Part of a data file
◇ ◇ ◇
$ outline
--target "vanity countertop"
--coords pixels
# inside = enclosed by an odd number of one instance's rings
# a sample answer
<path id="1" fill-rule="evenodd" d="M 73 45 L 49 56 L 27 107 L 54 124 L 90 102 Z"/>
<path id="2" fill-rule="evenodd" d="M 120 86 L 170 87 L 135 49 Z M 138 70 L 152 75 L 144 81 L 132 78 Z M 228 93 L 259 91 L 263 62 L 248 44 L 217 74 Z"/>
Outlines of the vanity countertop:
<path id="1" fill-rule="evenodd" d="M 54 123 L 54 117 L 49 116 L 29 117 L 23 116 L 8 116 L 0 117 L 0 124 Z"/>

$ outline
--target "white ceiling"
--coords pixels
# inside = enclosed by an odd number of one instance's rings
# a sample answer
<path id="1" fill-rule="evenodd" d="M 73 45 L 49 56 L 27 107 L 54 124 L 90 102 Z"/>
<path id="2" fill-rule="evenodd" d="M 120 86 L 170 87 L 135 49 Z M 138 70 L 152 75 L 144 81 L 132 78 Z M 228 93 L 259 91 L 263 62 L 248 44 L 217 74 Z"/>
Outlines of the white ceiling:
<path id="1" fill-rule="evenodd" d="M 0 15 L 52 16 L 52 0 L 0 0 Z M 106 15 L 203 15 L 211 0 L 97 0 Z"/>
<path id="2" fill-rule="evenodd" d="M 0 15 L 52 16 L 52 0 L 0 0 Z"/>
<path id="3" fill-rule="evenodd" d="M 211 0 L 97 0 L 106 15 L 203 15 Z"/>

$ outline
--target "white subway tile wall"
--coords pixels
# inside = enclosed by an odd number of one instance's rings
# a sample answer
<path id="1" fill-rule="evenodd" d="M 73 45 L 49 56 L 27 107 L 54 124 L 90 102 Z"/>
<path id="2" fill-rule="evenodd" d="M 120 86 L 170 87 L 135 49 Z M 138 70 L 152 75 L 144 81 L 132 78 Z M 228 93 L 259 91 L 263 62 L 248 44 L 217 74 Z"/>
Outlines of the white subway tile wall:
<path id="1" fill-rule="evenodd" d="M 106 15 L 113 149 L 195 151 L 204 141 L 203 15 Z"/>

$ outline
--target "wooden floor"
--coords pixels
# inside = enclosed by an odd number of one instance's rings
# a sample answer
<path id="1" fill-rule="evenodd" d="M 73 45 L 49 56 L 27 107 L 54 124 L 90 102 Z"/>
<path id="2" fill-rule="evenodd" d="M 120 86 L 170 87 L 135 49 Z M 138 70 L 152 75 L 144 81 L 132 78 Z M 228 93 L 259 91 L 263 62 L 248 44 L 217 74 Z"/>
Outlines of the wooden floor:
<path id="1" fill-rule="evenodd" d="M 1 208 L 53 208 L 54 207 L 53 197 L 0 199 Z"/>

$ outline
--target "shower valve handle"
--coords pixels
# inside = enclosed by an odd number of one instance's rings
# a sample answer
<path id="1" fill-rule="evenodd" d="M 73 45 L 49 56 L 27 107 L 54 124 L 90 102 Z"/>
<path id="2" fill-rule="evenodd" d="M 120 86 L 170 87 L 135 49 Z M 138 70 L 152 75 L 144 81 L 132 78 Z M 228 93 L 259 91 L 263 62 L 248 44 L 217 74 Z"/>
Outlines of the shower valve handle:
◇ ◇ ◇
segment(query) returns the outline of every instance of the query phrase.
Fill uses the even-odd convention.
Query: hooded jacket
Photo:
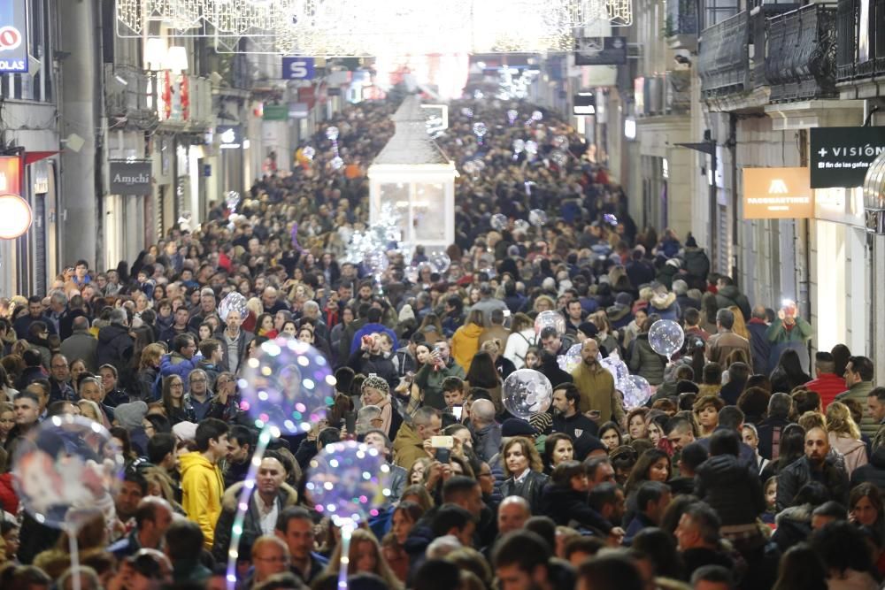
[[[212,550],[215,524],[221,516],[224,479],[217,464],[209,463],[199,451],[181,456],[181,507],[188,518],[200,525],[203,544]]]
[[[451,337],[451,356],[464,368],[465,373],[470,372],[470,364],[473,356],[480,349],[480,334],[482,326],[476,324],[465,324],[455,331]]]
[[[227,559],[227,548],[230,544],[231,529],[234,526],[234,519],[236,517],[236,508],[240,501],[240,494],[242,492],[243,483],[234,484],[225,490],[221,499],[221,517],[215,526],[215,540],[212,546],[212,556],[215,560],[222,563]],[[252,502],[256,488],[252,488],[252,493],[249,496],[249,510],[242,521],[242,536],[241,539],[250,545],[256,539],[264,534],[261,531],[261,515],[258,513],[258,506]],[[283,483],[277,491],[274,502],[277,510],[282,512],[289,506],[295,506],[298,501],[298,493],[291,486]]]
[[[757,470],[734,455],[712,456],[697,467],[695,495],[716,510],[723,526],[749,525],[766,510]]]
◇ ◇ ◇
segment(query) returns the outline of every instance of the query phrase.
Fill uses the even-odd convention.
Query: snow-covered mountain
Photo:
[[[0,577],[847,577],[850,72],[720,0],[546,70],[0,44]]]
◇ ◇ ◇
STATED GOAL: Tally the lines in the items above that contain the string "floor". Reply with the number only.

COMPLETE RESPONSE: 2